_Aim of the exercise_
Among the entries that follow, find every line with the word "head" and copy it.

==== Information supplied

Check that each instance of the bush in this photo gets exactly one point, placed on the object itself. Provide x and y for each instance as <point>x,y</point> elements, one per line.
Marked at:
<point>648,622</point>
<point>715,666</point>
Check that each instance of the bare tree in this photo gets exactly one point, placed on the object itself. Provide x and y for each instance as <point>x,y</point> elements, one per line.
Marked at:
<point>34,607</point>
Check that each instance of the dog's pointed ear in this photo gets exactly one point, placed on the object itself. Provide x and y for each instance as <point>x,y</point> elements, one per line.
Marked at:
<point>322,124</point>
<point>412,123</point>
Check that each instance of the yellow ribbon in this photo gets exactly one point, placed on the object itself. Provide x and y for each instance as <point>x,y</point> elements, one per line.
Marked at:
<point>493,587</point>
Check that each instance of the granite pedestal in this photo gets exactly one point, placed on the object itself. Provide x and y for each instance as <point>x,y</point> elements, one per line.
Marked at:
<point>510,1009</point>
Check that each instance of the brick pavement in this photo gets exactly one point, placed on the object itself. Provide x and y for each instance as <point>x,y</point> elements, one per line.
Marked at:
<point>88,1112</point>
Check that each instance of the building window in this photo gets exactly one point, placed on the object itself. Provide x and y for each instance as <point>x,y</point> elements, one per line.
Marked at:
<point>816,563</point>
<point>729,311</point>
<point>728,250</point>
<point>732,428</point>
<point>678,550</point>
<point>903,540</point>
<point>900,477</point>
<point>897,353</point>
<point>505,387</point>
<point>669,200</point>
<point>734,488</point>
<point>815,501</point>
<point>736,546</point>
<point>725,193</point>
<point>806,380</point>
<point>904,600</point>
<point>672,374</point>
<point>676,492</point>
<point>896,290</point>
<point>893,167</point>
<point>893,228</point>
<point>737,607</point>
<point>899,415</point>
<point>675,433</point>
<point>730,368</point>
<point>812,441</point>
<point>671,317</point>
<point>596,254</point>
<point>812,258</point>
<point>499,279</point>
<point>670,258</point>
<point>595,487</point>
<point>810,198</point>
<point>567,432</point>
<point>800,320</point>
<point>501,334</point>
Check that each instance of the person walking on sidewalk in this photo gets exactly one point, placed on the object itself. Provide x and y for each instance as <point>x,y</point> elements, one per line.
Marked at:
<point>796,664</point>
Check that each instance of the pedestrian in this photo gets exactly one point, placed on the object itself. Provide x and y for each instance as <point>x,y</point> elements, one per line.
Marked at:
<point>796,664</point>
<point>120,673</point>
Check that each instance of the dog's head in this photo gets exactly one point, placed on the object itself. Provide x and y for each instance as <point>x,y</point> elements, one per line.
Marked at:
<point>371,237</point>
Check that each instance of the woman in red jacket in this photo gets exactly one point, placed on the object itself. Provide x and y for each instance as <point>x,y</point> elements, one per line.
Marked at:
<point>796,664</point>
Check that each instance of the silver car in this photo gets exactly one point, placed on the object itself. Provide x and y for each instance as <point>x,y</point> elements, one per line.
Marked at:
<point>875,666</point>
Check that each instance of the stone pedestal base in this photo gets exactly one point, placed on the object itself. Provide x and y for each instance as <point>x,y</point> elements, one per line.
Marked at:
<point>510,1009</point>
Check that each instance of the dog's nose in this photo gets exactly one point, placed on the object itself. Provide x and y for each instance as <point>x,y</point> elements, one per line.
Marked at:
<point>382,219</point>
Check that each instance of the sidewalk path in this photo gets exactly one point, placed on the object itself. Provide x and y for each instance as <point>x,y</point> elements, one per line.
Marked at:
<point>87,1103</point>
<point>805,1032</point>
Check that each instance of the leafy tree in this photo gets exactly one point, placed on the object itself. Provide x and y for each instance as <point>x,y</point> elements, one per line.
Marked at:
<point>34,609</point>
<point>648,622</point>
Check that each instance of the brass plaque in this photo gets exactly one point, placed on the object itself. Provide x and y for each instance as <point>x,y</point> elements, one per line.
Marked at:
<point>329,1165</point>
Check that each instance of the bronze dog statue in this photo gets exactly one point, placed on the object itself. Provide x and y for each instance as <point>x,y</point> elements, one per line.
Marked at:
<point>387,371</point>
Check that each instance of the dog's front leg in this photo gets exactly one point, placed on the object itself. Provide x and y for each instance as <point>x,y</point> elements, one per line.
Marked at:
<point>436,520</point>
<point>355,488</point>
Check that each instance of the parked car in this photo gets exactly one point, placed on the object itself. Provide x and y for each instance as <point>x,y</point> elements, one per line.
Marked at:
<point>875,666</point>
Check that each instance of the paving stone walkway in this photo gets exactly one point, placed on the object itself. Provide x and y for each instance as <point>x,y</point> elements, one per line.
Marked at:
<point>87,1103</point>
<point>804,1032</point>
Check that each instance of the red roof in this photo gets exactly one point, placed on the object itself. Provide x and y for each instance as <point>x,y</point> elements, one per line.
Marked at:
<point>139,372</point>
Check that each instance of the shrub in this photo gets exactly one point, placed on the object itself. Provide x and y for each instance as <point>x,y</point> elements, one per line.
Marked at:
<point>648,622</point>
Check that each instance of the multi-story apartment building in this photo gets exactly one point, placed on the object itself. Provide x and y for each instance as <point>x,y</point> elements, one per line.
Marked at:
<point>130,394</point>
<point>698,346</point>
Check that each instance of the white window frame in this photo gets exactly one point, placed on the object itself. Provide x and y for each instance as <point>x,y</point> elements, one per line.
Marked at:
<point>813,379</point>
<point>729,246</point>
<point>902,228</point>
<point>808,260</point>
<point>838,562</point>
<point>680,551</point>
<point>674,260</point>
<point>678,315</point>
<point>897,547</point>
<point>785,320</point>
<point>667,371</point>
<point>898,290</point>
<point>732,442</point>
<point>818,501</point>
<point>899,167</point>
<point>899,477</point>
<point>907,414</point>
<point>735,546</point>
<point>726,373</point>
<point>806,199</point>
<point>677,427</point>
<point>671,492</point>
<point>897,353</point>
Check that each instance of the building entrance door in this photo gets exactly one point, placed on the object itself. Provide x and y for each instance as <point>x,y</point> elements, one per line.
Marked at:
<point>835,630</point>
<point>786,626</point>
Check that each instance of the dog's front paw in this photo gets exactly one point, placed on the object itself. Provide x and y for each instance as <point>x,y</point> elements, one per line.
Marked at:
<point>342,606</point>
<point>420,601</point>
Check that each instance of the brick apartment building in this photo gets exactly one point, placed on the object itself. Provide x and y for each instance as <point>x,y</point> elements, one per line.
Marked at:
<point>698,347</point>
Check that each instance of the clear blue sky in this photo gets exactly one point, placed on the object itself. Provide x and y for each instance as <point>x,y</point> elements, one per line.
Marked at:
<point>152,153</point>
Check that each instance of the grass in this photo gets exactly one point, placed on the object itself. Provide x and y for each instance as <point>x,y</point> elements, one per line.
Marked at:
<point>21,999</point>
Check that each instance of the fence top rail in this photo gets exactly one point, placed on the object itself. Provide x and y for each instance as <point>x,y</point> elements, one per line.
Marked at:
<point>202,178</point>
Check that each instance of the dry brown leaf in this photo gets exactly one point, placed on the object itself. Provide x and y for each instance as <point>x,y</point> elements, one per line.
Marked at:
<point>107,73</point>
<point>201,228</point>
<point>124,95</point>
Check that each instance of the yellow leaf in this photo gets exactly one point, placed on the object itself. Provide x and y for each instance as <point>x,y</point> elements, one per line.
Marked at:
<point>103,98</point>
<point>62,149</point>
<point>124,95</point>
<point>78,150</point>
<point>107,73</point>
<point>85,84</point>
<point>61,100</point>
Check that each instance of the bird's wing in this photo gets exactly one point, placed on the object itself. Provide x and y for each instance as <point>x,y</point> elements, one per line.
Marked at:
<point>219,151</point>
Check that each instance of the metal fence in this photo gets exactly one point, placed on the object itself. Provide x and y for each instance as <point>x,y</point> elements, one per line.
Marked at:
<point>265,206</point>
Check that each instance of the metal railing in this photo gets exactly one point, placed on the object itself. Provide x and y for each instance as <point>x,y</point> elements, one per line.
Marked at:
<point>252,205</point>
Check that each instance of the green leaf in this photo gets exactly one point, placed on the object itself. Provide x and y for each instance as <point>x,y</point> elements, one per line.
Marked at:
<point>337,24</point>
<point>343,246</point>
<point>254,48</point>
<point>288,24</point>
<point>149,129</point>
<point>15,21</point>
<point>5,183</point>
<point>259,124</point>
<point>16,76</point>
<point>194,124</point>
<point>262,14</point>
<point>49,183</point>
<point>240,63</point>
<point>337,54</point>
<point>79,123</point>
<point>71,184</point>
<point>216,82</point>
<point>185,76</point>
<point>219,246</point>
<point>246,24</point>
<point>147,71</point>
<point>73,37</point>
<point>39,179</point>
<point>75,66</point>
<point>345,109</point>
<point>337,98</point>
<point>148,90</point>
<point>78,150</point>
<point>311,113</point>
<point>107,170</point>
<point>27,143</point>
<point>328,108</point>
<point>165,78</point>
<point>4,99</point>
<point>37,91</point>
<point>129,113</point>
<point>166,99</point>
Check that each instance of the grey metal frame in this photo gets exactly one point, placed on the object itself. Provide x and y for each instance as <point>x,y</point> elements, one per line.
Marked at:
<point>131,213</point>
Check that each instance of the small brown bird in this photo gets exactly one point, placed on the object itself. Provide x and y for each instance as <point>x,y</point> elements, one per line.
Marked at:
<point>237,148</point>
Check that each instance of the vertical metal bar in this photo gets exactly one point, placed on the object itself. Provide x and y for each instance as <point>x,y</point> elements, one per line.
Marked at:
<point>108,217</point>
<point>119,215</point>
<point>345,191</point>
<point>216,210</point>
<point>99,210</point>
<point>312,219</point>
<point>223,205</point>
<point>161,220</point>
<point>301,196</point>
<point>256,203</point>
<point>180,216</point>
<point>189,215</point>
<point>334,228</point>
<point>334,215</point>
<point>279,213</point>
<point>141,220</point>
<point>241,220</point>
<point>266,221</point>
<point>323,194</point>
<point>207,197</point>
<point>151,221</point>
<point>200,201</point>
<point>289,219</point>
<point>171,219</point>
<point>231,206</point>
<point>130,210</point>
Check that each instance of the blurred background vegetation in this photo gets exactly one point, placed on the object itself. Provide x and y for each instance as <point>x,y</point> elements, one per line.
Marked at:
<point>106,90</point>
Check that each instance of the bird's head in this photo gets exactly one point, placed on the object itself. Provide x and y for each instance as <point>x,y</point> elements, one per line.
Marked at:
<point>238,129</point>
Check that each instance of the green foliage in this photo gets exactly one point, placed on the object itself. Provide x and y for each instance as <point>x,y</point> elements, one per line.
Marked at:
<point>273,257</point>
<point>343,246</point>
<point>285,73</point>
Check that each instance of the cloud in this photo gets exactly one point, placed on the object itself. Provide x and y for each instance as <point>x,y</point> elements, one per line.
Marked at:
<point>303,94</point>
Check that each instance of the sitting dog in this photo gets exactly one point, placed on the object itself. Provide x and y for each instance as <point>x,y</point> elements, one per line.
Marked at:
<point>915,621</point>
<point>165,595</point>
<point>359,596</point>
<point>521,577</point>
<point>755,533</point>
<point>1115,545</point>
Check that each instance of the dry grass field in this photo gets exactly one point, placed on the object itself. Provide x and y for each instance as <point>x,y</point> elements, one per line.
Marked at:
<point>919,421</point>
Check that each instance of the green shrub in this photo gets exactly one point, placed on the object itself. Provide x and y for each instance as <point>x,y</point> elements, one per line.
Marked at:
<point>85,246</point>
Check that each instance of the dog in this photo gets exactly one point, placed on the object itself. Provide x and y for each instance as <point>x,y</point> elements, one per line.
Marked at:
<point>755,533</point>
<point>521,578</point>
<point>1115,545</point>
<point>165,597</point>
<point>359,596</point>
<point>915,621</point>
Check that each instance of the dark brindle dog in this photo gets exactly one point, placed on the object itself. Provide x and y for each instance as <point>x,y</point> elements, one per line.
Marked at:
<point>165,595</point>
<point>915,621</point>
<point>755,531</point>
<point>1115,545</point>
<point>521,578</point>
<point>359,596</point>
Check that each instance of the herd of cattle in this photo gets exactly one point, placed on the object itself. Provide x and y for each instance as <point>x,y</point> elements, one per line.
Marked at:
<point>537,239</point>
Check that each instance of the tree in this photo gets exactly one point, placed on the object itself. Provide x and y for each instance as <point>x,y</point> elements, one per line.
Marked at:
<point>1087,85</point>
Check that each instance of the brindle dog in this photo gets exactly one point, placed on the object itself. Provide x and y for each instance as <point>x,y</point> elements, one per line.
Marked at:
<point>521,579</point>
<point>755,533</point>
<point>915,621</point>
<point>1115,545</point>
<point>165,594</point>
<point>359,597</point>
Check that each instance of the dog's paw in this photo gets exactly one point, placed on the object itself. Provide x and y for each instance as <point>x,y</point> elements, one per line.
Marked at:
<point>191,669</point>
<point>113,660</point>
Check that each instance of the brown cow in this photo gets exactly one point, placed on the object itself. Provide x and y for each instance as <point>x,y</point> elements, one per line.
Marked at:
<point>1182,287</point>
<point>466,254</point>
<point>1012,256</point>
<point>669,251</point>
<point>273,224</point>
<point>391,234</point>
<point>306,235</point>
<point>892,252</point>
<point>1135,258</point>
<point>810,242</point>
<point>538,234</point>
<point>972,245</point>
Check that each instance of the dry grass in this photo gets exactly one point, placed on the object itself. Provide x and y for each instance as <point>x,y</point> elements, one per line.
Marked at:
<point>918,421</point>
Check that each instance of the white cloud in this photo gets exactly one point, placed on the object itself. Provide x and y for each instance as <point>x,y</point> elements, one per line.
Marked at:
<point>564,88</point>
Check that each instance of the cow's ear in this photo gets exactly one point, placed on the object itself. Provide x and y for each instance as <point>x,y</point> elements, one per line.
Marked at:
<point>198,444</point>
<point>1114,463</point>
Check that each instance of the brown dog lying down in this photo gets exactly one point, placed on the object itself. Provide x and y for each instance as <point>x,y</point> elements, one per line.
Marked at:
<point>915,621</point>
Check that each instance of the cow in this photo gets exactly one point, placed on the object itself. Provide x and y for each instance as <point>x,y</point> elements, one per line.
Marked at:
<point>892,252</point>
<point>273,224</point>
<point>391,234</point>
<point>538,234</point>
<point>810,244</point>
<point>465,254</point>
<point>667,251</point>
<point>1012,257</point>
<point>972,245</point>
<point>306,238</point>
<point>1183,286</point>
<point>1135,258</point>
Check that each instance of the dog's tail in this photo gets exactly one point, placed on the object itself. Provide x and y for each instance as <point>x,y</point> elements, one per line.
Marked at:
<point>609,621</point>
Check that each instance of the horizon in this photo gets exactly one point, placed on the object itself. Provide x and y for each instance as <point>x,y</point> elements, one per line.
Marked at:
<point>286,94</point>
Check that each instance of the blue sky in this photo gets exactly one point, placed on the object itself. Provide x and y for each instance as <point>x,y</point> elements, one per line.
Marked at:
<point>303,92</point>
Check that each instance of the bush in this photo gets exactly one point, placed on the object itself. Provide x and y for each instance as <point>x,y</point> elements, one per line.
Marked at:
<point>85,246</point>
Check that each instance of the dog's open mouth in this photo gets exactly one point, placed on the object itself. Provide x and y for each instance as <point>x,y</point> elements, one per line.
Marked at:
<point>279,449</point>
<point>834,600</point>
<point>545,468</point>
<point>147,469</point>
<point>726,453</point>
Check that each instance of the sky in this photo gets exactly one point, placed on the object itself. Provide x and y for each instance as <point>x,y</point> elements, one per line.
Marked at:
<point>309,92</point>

========

_Result for this exercise_
Check that each instance of the dog's head in this photo gets exactly one point, placed on the object itself. Provide x and y for each instance as <point>x,y</point> elements, one per line.
Check that each instance of the bird's head in this photo gets exactly one point, placed on the object itself. Provide x and y for each instance as <point>x,y</point> elements, one per line.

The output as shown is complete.